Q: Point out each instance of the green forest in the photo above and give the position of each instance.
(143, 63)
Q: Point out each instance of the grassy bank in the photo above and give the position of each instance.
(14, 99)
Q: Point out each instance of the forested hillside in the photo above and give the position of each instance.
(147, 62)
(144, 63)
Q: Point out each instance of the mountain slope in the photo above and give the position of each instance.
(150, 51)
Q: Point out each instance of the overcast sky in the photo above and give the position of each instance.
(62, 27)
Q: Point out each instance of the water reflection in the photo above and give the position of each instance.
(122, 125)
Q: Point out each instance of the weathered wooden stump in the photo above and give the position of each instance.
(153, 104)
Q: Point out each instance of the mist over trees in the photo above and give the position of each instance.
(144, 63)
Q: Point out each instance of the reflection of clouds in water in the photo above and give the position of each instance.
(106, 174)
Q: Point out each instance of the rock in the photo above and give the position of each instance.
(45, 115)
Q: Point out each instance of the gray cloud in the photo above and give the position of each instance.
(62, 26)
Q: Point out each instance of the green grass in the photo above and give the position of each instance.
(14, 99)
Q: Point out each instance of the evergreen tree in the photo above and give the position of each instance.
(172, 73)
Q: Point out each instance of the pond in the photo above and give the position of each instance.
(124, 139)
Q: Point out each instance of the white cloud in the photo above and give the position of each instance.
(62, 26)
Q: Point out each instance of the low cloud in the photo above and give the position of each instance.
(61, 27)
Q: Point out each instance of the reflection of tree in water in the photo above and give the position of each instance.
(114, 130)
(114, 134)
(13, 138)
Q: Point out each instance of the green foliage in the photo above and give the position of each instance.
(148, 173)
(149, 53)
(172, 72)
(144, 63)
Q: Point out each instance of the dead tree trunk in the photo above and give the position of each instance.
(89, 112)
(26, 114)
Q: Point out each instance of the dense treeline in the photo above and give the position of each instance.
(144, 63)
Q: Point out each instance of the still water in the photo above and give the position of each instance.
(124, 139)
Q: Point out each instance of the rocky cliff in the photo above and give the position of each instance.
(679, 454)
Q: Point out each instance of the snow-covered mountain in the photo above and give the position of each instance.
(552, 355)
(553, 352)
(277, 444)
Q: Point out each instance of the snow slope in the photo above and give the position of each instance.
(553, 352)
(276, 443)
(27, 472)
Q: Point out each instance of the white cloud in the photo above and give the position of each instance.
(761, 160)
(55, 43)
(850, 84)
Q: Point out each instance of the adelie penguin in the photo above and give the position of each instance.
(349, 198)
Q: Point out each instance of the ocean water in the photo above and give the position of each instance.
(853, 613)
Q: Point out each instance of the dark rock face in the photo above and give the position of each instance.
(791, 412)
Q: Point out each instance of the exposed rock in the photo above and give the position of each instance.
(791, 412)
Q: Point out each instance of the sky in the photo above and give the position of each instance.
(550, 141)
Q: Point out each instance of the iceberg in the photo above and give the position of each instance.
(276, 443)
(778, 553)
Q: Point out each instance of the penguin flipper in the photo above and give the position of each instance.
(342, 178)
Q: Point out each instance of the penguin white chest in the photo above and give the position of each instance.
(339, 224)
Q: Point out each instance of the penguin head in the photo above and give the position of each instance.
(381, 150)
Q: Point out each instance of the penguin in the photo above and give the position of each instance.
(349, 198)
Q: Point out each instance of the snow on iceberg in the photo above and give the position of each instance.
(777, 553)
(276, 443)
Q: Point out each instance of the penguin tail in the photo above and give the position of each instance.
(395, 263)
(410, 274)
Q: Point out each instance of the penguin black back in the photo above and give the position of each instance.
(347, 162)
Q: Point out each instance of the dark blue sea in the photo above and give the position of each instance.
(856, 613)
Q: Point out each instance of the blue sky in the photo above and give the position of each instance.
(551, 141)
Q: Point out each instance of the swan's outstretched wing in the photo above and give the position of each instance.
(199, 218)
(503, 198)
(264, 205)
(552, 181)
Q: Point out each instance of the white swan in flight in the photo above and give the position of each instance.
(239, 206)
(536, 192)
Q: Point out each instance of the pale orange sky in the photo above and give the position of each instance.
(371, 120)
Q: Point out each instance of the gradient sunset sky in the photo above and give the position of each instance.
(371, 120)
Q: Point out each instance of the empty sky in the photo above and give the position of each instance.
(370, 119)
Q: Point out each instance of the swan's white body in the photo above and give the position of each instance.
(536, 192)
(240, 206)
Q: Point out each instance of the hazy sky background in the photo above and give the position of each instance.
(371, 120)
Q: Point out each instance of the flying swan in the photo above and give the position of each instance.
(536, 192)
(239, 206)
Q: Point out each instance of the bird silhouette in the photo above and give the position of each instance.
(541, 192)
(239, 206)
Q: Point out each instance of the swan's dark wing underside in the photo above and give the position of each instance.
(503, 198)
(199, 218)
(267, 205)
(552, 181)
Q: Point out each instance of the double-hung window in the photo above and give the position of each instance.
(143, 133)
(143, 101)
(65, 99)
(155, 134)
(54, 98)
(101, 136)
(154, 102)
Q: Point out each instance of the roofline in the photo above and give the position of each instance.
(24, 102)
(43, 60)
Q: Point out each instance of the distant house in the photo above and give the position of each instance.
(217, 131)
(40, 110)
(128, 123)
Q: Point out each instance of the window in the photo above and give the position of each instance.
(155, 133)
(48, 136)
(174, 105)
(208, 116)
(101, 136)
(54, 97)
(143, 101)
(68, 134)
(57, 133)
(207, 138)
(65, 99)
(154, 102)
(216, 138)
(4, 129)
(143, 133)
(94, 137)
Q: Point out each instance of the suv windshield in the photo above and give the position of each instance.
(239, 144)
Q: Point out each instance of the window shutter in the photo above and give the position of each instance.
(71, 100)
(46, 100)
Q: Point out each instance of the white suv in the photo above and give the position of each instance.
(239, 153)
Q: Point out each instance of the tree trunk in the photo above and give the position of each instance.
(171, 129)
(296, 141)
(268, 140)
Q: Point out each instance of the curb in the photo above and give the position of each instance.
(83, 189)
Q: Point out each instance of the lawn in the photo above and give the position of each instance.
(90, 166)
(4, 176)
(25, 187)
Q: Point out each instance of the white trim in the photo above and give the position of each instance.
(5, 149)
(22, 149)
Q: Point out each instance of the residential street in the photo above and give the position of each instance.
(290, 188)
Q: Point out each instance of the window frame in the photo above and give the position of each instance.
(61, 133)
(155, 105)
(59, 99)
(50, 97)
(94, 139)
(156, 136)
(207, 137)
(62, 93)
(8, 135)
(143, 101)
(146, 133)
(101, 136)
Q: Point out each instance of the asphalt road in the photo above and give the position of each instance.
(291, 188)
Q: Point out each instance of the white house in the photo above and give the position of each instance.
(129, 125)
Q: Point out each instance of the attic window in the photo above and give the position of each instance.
★ ★ ★ ★
Exercise goal — Reproduce the material. Keep every word as written.

Reply to the task —
Q: Point out each instance of the green forest in the photo above and give the position of each instance.
(143, 63)
Q: Point out each instance of the grassy bank in the photo above and give the position of each instance.
(14, 99)
Q: Point out each instance of the forested hillside in the photo above and give the position of each instance.
(147, 62)
(144, 63)
Q: Point out each instance of the mountain slope in the photo above and give the position of each instance.
(150, 51)
Q: Point out each instance of the overcast sky in the photo above and give the position of each instance.
(62, 27)
Q: Point out each instance of the water reflection in the photo above and give the position of each instance.
(122, 125)
Q: Point out each instance of the weathered wooden stump in the photo above and give the position of each instance.
(153, 104)
Q: Point out each instance of the mist over trees in the photo above and give the position of each instance.
(144, 63)
Q: Point out each instance of the reflection of clouds in water in the photo above and give the position of each instance.
(106, 174)
Q: Point out each instance of the rock in the photo above and give the position of each instance.
(45, 115)
Q: Point out each instance of the gray cloud in the photo above and give the position of each instance.
(62, 26)
Q: Point out each instance of the green grass in the photo above and give the position of each instance.
(14, 99)
Q: Point out each instance of the evergreen tree in the photo above and give the position of each instance.
(172, 73)
Q: Point out each instance of the pond in the photo above and give the position of each instance.
(124, 139)
Q: Point out each instance of the white cloud in the photo above and give the position of each instance.
(62, 26)
Q: Point out each instance of the low cloud in the photo above and give the position of each instance.
(61, 27)
Q: Point out each instance of the reflection of tree in water in the photo above and give the position of each instance.
(114, 130)
(114, 134)
(13, 138)
Q: Point out each instance of the green foliage in the photo above and give the position of each instance.
(148, 173)
(149, 53)
(172, 72)
(144, 63)
Q: Point out each instance of the dead tree trunk in the photo above and give the position of each instance.
(89, 112)
(26, 114)
Q: Point out each instance of the dense treeline in the photo above and give the position of each instance.
(144, 63)
Q: Point out each instance of the still water in the photo above and give the position of each instance.
(124, 139)
Q: Point out each instance of the rocky cliff in the photo above and give the position of each instance.
(679, 454)
Q: Point out each instance of the snow-covered mountain in the photo above and give the position of each instance.
(552, 355)
(553, 352)
(277, 444)
Q: Point out each instance of the snow slope in the photo above and give the position of each instance.
(553, 352)
(276, 443)
(27, 472)
Q: Point out each instance of the white cloud in the photo above and give the position of each instance.
(761, 160)
(55, 43)
(850, 84)
Q: Point out each instance of the adelie penguin in the photo above and give the position of each instance.
(349, 198)
Q: Point out each instance of the ocean water in the photo above and give the position of each instance.
(853, 613)
Q: Point out each instance of the dark rock face in the photo above and give the position of each instance.
(791, 412)
Q: Point out each instance of the exposed rock in the photo above and give the position of each instance.
(791, 412)
Q: Point out each instance of the sky in the photo above and give the position of each instance.
(550, 141)
Q: Point out each instance of the iceberg in the photo above and give the position of each instance.
(276, 443)
(778, 553)
Q: Point out each instance of the penguin flipper in the photo above and give the position of each instance.
(342, 178)
Q: Point out each instance of the penguin white chest in the photo above and give the position of each instance.
(339, 224)
Q: Point out each instance of the penguin head in the photo above and give the position of each instance.
(381, 150)
Q: Point out each instance of the penguin in the photo above and give the position of each instance.
(349, 198)
Q: Point out each instance of the snow on iceberg in the photo above and give the position of each instance.
(777, 553)
(276, 443)
Q: Point out each instance of the penguin tail in the photo above and give the position of each instance.
(395, 263)
(410, 274)
Q: Point out each instance of the penguin black back in the photo above and give the position of each instance.
(347, 162)
Q: Point out each instance of the dark blue sea in the photo above and give the position of each instance.
(856, 613)
Q: Point out each instance of the blue sky in the photo above and give the position of each instance.
(551, 141)
Q: Point out each instance of the swan's outstretched wing in the photo above and give the position of each instance.
(199, 218)
(503, 198)
(264, 205)
(552, 181)
Q: Point out each instance of the white swan in flight in the photo above and give the position of each instance.
(239, 206)
(536, 192)
Q: Point out each instance of the pale orange sky in the photo above and give the position of each instance.
(371, 120)
Q: Point out each instance of the gradient sunset sky in the photo above and give the position of each instance.
(371, 120)
Q: Point out each instance of the empty sky in the photo above and give the position of each instance.
(370, 119)
Q: Point out each instance of the swan's white body in the photo above and give the position of each instance.
(536, 192)
(240, 206)
Q: Point out each instance of the hazy sky background in the photo above and give the position of each instance.
(371, 120)
Q: Point out each instance of the flying swan in the photo above and give the position of each instance.
(536, 192)
(239, 206)
Q: Point out each instance of the bird silhouette in the photo above and give the position of each instance.
(541, 192)
(239, 206)
Q: Point out each instance of the swan's dark wing underside in the photo above and give the position of each instance.
(503, 198)
(199, 218)
(267, 205)
(552, 181)
Q: Point out each instance of the double-hung window in the photo above and give the position of each instance.
(143, 133)
(143, 101)
(65, 99)
(155, 134)
(54, 98)
(101, 136)
(154, 102)
Q: Point out each instance of the roofline in the photo above and give the position of each instance.
(24, 102)
(43, 60)
Q: Point out each instance of the distant house in the photo above and give the position of each instance.
(217, 131)
(40, 110)
(128, 123)
Q: Point out each instance of the window in the photo above and give the position of each instance.
(155, 133)
(48, 136)
(174, 105)
(208, 116)
(101, 136)
(54, 97)
(143, 101)
(68, 134)
(57, 133)
(207, 138)
(65, 99)
(154, 102)
(216, 138)
(4, 129)
(143, 133)
(94, 137)
Q: Point out each instance of the suv windshield in the photo above and give the position of each instance.
(239, 144)
Q: Point out each instance of the window shutter in the photo above and give the position of each instance.
(71, 100)
(46, 100)
Q: Point out each instance of the white suv in the photo above and give the position of each instance.
(239, 153)
Q: Point out each instance of the tree trunk in the photo above and give the position of each instance.
(171, 129)
(296, 141)
(268, 140)
Q: Point out each instance of the curb in the photo above and give the position of each instance.
(83, 189)
Q: Point out each instance of the lawn in the photo above and give the position of each instance.
(90, 166)
(4, 176)
(25, 187)
Q: Point out each instance of the white trim in the photo above and give the position of each instance.
(5, 149)
(22, 149)
Q: Point out each instance of the residential street in the photo above and give the position of each instance.
(290, 188)
Q: Point out each instance of the window frame in the photo above and give the position of each instance.
(61, 133)
(155, 105)
(59, 99)
(50, 97)
(94, 139)
(156, 136)
(207, 137)
(62, 93)
(8, 135)
(143, 101)
(146, 133)
(101, 136)
Q: Point out each instance of the asphalt road in the photo above and give the position of each instance.
(291, 188)
Q: Point out each instance of the white house in the photo above and give the position of each instance.
(129, 125)
Q: Point out each instance of the attic window in the photo above and give the position of each instance.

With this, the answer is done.